-- start Material provided --

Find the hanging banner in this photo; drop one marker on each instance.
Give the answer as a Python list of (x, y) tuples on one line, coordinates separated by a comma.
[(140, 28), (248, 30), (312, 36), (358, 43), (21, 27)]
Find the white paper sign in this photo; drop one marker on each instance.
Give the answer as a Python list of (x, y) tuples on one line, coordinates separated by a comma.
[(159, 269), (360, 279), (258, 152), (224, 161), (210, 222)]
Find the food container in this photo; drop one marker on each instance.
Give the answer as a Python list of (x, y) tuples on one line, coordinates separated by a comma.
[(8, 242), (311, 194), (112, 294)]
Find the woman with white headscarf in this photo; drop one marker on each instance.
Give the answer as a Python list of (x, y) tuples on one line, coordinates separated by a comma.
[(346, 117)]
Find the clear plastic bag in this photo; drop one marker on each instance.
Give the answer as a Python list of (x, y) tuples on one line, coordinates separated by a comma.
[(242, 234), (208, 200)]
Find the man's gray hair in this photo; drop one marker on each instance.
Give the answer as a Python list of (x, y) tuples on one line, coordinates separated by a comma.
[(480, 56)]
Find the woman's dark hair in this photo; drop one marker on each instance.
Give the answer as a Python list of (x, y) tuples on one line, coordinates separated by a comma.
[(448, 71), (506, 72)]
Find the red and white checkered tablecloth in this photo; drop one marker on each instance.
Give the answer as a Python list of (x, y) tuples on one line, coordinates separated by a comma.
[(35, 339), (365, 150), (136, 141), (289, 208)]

-- end Material provided --

**Directive:** Format the records above as a two-column CSV with the columns request and points, one row per record. Place each record's request and its answer in their own double-quoted fields, replacing any line breaks with spaces.

**Response to the exercise:**
request,points
"Find the hanging banner in this photo; drop one marker on each instance. Give the answer as a Python list of (x, y) tuples on one line, coordinates separated by a comma.","[(140, 28), (248, 30), (312, 36), (358, 43), (21, 27)]"
"Find the white paper sign in this photo; drop one marker on each instance. Give the answer as a Python list of (x, y) tuples on one line, coordinates separated by a comma.","[(159, 269), (360, 279), (258, 152), (224, 161), (210, 222)]"
"Find the food container in this photo; drop one marker on each instance. Give the answer as a Python list of (x, y) tuples on one line, coordinates separated by a comma.","[(8, 242), (311, 194), (112, 294)]"
"Find the woman with white headscarf in this photo; drop one marker on each instance. Give the answer as a Python list of (x, y) tuples on one line, coordinates separated by a comma.","[(346, 117)]"
"Find the clear plastic bag in this photo; drop one marker on each instance. Give the answer as a Python list of (x, y) tuples on one line, coordinates separated by a comma.","[(242, 234), (208, 200)]"
"Find the man's gray hair in this photo; drop one marker on each instance. Give the answer as a Python list of (x, y) tuples on one line, coordinates separated by a comma.","[(480, 56)]"
"Find the woman's dark hair in this photo; drop one marker on each instance. Give the answer as a Python list of (x, y) tuples on one line, coordinates separated by a comma.","[(448, 71), (506, 72)]"
"Find the red and white checkered tablecloth in this photo; drop one marker on each instance. Give the answer as a Python list of (x, y) tuples on one line, coordinates separated by a comma.","[(35, 339), (365, 150), (136, 141), (289, 208)]"